* **To do**
Could you set down exactly the lines in the records below between the line holding "Locate the pink" and the line holding "Locate the black", inclusive?

* **Provided data**
===
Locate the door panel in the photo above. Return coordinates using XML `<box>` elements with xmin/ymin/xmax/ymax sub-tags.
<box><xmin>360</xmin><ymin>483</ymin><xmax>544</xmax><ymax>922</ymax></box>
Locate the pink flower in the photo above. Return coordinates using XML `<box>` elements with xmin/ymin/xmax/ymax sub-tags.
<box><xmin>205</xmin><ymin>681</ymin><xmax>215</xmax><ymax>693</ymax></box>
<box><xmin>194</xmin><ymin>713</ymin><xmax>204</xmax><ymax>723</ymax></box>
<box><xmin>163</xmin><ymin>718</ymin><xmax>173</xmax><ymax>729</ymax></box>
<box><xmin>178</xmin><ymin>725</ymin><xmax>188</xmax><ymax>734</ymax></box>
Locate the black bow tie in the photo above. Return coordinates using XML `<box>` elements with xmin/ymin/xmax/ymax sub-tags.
===
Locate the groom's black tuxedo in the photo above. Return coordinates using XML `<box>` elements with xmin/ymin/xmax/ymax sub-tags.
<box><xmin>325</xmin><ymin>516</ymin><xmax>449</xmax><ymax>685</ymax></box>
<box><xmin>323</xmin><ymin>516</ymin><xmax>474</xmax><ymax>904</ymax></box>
===
* **Worked solution**
Locate the pink flower in the photo above. Return coordinates using XML `<box>` elements with xmin/ymin/xmax/ymax sub-tags.
<box><xmin>205</xmin><ymin>681</ymin><xmax>215</xmax><ymax>693</ymax></box>
<box><xmin>194</xmin><ymin>713</ymin><xmax>204</xmax><ymax>723</ymax></box>
<box><xmin>163</xmin><ymin>718</ymin><xmax>173</xmax><ymax>729</ymax></box>
<box><xmin>178</xmin><ymin>725</ymin><xmax>188</xmax><ymax>734</ymax></box>
Locate the black bow tie in the photo above. Return coordinates using XML `<box>` elements with xmin/ymin/xmax/ymax sub-tags.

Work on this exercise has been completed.